• **O que fazer**
Reproduza os registros abaixo substituindo "leaf" por "leaflet" em todas as ocorrências, sem alterar mais nada.

━━━━━━━━━━━━━━━━━━━━

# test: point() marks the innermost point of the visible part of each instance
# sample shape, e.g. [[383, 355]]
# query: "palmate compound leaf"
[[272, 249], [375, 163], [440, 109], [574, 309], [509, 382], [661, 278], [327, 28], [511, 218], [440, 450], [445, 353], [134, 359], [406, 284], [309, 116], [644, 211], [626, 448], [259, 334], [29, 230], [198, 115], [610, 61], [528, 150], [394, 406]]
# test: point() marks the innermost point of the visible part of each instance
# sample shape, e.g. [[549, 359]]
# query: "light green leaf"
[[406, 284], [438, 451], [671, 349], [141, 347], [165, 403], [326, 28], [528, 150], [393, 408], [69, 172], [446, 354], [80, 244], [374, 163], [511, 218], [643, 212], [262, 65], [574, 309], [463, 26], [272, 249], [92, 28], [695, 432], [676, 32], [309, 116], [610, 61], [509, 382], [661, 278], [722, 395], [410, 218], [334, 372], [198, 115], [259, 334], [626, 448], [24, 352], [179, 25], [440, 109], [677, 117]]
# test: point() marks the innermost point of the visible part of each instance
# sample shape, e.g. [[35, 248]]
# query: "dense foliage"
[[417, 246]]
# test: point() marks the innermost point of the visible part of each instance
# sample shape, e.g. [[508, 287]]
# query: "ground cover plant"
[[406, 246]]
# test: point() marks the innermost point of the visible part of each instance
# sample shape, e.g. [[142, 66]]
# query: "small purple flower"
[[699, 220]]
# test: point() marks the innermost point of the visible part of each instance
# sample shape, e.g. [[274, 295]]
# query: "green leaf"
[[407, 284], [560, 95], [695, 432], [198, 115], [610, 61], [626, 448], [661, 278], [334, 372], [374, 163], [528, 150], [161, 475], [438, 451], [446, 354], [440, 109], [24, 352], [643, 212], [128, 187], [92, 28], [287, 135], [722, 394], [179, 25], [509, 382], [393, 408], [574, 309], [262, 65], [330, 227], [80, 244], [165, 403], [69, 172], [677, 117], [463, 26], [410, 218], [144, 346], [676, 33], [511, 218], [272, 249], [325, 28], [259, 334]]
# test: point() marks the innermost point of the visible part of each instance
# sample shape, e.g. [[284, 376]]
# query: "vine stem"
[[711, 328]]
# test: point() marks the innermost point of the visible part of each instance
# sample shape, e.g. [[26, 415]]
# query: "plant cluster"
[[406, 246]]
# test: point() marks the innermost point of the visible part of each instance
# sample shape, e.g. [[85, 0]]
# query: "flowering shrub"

━━━━━━━━━━━━━━━━━━━━

• **Resultado final**
# test: point() marks the innermost point of the visible part of each instance
# sample shape, e.g. [[383, 355]]
# query: "palmate compound leaflet"
[[272, 249], [375, 163], [440, 109], [574, 309], [509, 382], [661, 278], [327, 28], [511, 218], [440, 450], [445, 353], [134, 359], [406, 284], [309, 116], [644, 211], [626, 448], [259, 334], [29, 230], [198, 115], [610, 61], [528, 150], [394, 406]]
# test: point() marks the innermost point of the visible part of each instance
# sample shape, e.g. [[549, 359]]
# query: "light green leaflet"
[[406, 284], [438, 451], [671, 349], [141, 347], [165, 403], [326, 28], [528, 150], [393, 408], [69, 172], [446, 354], [80, 244], [374, 163], [511, 218], [643, 212], [262, 65], [574, 309], [463, 26], [272, 249], [92, 28], [695, 432], [676, 32], [309, 116], [610, 61], [509, 382], [661, 278], [722, 395], [410, 218], [334, 372], [198, 115], [259, 334], [626, 448], [24, 352], [179, 25], [440, 109], [677, 117]]
# test: point() marks the innermost point of the visible part of each instance
# sample shape, e.g. [[35, 248]]
# query: "dense foliage"
[[417, 246]]
# test: point() marks the innermost point of the visible part of each instance
# sample shape, e.g. [[508, 287]]
# query: "ground cover plant"
[[406, 246]]
# test: point() marks the innermost point of the visible part of each instance
# sample shape, e.g. [[142, 66]]
# query: "small purple flower"
[[699, 220]]
# test: point() marks the innermost point of the visible part of each instance
# sample shape, e.g. [[274, 295]]
# query: "green leaflet"
[[407, 284], [560, 95], [695, 432], [198, 115], [610, 61], [626, 448], [661, 278], [334, 372], [374, 163], [528, 150], [161, 475], [438, 451], [446, 354], [440, 109], [24, 352], [643, 212], [128, 187], [92, 28], [287, 135], [722, 394], [179, 25], [509, 382], [393, 408], [574, 309], [262, 65], [330, 227], [80, 244], [165, 403], [69, 172], [677, 117], [463, 26], [410, 218], [144, 346], [676, 33], [511, 218], [272, 249], [325, 28], [259, 334]]
# test: point() marks the innermost point of the visible part of each instance
# sample shape, e.g. [[284, 376]]
# query: "vine stem"
[[711, 328]]
# test: point() marks the innermost point of the visible part of each instance
# sample shape, e.g. [[26, 415]]
# query: "plant cluster"
[[406, 246]]
# test: point() marks the innermost point of the visible part of each instance
# sample shape, e.g. [[85, 0]]
# query: "flowering shrub"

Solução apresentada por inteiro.